*Texte source*:

Les synoptiques prouvent tout cela dans leur Évangile avec force, dans un langage ordinaire. Leur récit est frappant, il a une force incroyable. Mais c’est saint Jean qui a un langage théologique. Lui, le disciple bien-aimé cite les paroles de son Maître et les commente tellement il est pénétré de la pensée de son Sauveur. Inspiré par l’Esprit-Saint pour donner son témoignage, il expose dans son Évangile le mystère dans toute son amplitude. Jésus est Fils de Dieu de toute éternité, dans la procession de sa divinité, « Dieu de Dieu, lumière de la lumière, vrai Dieu né du vrai Dieu. »
Si nous voulons entrer un peu dans le mystère de l’Incarnation, lisons le Prologue de saint Jean, capital.
Saint Jean s’élève dans les hauteurs : « Au commencement était le Verbe » (c’est bien le Nom qu’il faut donner à Jésus-Christ, « la Parole ») « et le Verbe était avec Dieu et le Verbe était Dieu » Jn 1,1. « Il était au commencement avec Dieu, auprès de Dieu. Toutes choses ont été faites par Lui », Jn 1, 2-3. Dès le début, avant la création du monde, il y a Jésus. C’est Lui le premier Adam ! Il est auprès de Dieu depuis toujours et pour toujours, tourné vers Dieu, en tout égal à Lui et pour tout dire, Lui-même, Lui aussi, Dieu !
Le Prologue continue aux versets 3 à 5 :
La création est faite par Dieu avec le concours du Verbe. Cette création est lumière, mais les hommes sont ténèbres et il y a un combat : les ténèbres cherchent à étouffer cette lumière. Mais celle-ci est la plus forte. Le Verbe règne dans le Ciel et écrasera les ténèbres.
Verset 6 : Paraît Jean-Baptiste le Précurseur. Il affirme que Jésus est la vraie Lumière. Mais il n’a pas été reçu. De là, saint Jean en vient à montrer comment le Verbe, cette Lumière, est venu chez les siens qui ne l’accueillirent pas.
« Mais à tous ceux qui L’ont reçu, Il a donné le pouvoir de devenir enfants de Dieu » Jn 1, 12. Non comme Lui, mais par grâce d’adoption. Il leur donne sa propre nature filiale pour qu’ils soient en Lui, avec Lui, “ fils de Dieu ” ! filiation réelle. Ceux qui croient en Jésus ne font qu’un avec Lui. Jésus partage sa vie divine avec eux. Saint Jean nous avoue le but de l’œuvre de Jésus : nous unir à Lui pour nous unir à son Père !
Soyons attentifs à la suite du Prologue, car il faut nous attacher à Jésus pour être enfants de Dieu et pour ne pas perdre la vie éternelle.

[Entrées de données enregistrées]

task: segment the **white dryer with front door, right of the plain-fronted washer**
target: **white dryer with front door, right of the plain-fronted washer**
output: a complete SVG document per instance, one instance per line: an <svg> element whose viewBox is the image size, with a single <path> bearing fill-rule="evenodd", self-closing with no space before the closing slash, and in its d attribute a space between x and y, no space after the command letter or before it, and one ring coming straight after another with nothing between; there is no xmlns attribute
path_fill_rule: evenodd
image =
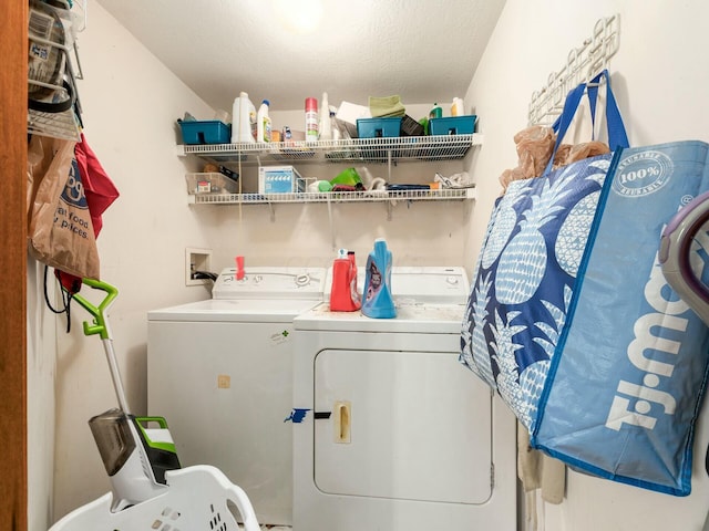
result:
<svg viewBox="0 0 709 531"><path fill-rule="evenodd" d="M294 321L294 531L515 530L514 416L458 361L464 270L391 287L395 319Z"/></svg>

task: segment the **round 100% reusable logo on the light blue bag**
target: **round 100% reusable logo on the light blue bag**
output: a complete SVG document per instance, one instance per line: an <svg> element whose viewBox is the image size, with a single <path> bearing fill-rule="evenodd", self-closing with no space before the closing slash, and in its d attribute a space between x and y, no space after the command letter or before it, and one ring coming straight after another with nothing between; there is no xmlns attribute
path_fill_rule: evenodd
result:
<svg viewBox="0 0 709 531"><path fill-rule="evenodd" d="M627 197L654 194L672 176L672 160L659 152L641 152L625 157L618 164L613 189Z"/></svg>

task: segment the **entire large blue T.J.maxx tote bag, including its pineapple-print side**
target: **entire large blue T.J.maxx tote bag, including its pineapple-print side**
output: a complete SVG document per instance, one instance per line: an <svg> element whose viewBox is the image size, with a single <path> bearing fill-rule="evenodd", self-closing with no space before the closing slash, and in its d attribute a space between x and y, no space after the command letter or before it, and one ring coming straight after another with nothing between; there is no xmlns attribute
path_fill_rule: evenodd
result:
<svg viewBox="0 0 709 531"><path fill-rule="evenodd" d="M567 107L579 97L569 93ZM497 202L461 362L497 389L533 447L578 470L686 496L709 334L665 282L657 253L664 226L709 189L709 146L610 145L620 146L613 157L513 183ZM707 256L693 246L695 269Z"/></svg>

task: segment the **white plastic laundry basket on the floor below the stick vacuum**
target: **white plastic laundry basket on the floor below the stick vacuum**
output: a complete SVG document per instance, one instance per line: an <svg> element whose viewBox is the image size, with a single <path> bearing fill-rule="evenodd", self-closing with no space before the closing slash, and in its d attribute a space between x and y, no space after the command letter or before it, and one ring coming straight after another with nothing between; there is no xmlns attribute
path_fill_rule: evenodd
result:
<svg viewBox="0 0 709 531"><path fill-rule="evenodd" d="M259 531L246 492L217 468L199 465L165 473L168 489L111 512L111 492L66 514L49 531ZM237 510L240 527L229 506Z"/></svg>

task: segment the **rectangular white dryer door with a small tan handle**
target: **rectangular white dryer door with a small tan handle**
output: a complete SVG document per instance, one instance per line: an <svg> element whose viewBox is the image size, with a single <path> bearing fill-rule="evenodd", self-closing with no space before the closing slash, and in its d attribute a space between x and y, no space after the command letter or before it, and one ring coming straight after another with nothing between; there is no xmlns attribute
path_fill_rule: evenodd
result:
<svg viewBox="0 0 709 531"><path fill-rule="evenodd" d="M321 351L316 485L333 494L484 503L491 409L490 388L461 369L456 353Z"/></svg>

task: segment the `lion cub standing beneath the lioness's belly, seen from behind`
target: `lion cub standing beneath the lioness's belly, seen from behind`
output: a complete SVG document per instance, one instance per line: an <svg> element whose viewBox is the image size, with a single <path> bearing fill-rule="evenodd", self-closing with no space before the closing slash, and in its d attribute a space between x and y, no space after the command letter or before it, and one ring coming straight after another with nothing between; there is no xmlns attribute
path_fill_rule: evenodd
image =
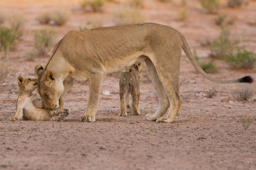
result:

*Consigne 1*: Dans le passage sur le Prologue de saint Jean, quel personnage paraît au verset 6 ?
*Consigne 2*: Prolongez le passage sur le Prologue de saint Jean en reprenant après sa dernière phrase.

*Réponse attendue 1*: Jean-Baptiste le Précurseur.

*Réponse attendue 2*:
La phrase suivante est le joyau de ce Prologue pourvu qu’on corrige le contresens généralisé dans l’Église depuis des siècles, par une meilleure traduction du texte grec. Voici cette vérité merveilleuse et capitale : « Il a donné le pouvoir de devenir enfants de Dieu à ceux qui croient en son Nom, à Lui qui n’est pas né du mélange des sangs ni d’un vouloir de la chair ni d’un vouloir d’homme, mais de Dieu ». Il y a une condition pour recevoir la grâce de l’adoption filiale, un changement radical de l’être qui nous rend fils de Dieu, c’est de croire que Jésus, l’homme, n’est pas né d’une naissance ordinaire, pas du mélange des sangs, pas de l’instinct charnel ni de la décision d’un homme... mais de Dieu !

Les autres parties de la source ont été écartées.